== What is needed ==
Copy out the records below, switching each "marker" for "point" and leaving everything else as it is.

== Extracted records ==
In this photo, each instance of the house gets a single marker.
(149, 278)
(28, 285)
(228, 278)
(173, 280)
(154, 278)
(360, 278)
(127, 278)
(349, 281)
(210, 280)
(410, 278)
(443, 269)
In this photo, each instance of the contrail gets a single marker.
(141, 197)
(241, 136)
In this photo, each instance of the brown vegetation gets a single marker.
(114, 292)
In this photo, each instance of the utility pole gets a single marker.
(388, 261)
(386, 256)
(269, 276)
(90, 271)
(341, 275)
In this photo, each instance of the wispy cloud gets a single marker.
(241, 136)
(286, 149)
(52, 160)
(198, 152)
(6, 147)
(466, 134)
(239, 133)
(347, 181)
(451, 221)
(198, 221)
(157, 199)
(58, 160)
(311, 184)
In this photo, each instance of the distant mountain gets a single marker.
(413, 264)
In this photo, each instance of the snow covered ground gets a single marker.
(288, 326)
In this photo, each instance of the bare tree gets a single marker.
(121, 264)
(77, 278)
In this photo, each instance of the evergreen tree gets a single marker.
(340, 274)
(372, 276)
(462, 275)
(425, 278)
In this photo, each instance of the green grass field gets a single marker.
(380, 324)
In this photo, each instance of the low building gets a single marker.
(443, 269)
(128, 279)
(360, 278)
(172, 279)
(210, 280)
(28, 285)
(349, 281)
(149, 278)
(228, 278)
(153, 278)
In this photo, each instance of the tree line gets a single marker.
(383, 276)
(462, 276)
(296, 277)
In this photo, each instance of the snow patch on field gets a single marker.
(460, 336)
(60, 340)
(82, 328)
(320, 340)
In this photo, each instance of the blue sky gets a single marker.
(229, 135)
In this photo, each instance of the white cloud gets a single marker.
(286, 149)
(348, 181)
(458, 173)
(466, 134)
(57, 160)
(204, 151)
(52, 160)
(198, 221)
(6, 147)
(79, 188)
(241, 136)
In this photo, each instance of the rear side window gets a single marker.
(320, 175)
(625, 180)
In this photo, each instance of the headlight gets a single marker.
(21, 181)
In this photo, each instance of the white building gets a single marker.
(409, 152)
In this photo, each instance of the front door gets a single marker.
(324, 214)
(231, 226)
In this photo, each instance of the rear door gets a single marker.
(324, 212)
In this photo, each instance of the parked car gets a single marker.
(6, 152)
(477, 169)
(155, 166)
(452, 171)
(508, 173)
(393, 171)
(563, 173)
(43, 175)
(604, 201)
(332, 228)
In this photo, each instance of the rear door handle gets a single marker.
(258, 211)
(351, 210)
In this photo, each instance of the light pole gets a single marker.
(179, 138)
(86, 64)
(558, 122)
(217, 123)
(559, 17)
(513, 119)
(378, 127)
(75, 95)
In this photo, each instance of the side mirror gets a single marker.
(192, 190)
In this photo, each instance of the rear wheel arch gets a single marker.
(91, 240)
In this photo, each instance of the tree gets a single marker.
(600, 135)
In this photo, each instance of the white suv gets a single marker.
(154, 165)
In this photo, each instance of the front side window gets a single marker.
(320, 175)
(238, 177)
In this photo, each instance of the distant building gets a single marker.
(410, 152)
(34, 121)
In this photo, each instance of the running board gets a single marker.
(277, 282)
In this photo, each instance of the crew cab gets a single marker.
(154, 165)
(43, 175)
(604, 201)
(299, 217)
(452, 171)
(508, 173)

== Answer to this problem ==
In this photo, each instance of the house gets a single point.
(149, 278)
(28, 285)
(228, 278)
(173, 280)
(154, 278)
(360, 278)
(127, 278)
(349, 281)
(210, 280)
(410, 278)
(443, 269)
In this photo, each instance of the contrail gets a single point.
(141, 197)
(241, 136)
In this photo, each instance of the brown vegetation gets a single point.
(114, 292)
In this photo, each instance of the utility pole gets a single point.
(388, 261)
(386, 256)
(269, 276)
(90, 271)
(341, 275)
In this photo, each instance of the wispy cloud gets a single point.
(241, 136)
(286, 149)
(52, 160)
(198, 152)
(6, 147)
(466, 134)
(239, 133)
(347, 181)
(451, 221)
(198, 221)
(157, 199)
(58, 160)
(311, 184)
In this photo, each instance of the distant mountain gets a single point.
(413, 264)
In this photo, each instance of the snow covered ground gets a single point.
(288, 326)
In this photo, each instance of the bare tree gets a single point.
(121, 264)
(77, 278)
In this photo, each instance of the evergreen tree gets a single point.
(340, 274)
(372, 276)
(462, 275)
(425, 278)
In this photo, each instance of the green grass field gets a single point.
(380, 324)
In this photo, each instance of the low building gets a single point.
(443, 269)
(128, 279)
(360, 278)
(172, 279)
(210, 280)
(28, 285)
(349, 281)
(149, 278)
(228, 278)
(153, 278)
In this photo, each instance of the tree line gets a single point.
(383, 276)
(462, 276)
(296, 277)
In this photo, each instance of the snow patch on field gets a single point.
(460, 336)
(60, 340)
(82, 328)
(320, 340)
In this photo, each instance of the blue sky gets a single point.
(229, 135)
In this photo, each instance of the white cloud gets a single point.
(286, 149)
(348, 181)
(458, 173)
(466, 134)
(57, 160)
(204, 151)
(52, 160)
(198, 221)
(6, 147)
(79, 188)
(241, 136)
In this photo, each instance of the rear side window gets a single point.
(320, 175)
(625, 180)
In this photo, each instance of the headlight gets a single point.
(21, 181)
In this photo, each instance of the white building gets a single point.
(409, 152)
In this photo, each instance of the front door gets a single point.
(324, 214)
(231, 226)
In this photo, each instance of the rear door gets a single point.
(324, 212)
In this photo, each instance of the parked car gets a single point.
(6, 152)
(477, 169)
(155, 166)
(452, 171)
(508, 173)
(393, 171)
(563, 173)
(43, 175)
(604, 201)
(332, 228)
In this photo, each instance of the rear door handle gets a single point.
(258, 211)
(351, 210)
In this photo, each instance of the light pole gets a single point.
(179, 138)
(86, 64)
(558, 122)
(217, 123)
(559, 17)
(513, 119)
(378, 127)
(75, 95)
In this photo, each instance of the side mirror gets a single point.
(192, 190)
In this photo, each instance of the rear wheel arch gets a single point.
(91, 240)
In this photo, each instance of the tree gets a single point.
(600, 135)
In this photo, each instance of the white suv gets a single point.
(154, 165)
In this photo, each instance of the front side window gets a single point.
(320, 175)
(238, 177)
In this photo, each instance of the distant building gets a single point.
(410, 152)
(34, 121)
In this photo, each instance of the running board gets a single point.
(277, 282)
In this photo, each instance of the crew cab gets a single point.
(154, 165)
(43, 175)
(604, 201)
(299, 217)
(452, 171)
(508, 173)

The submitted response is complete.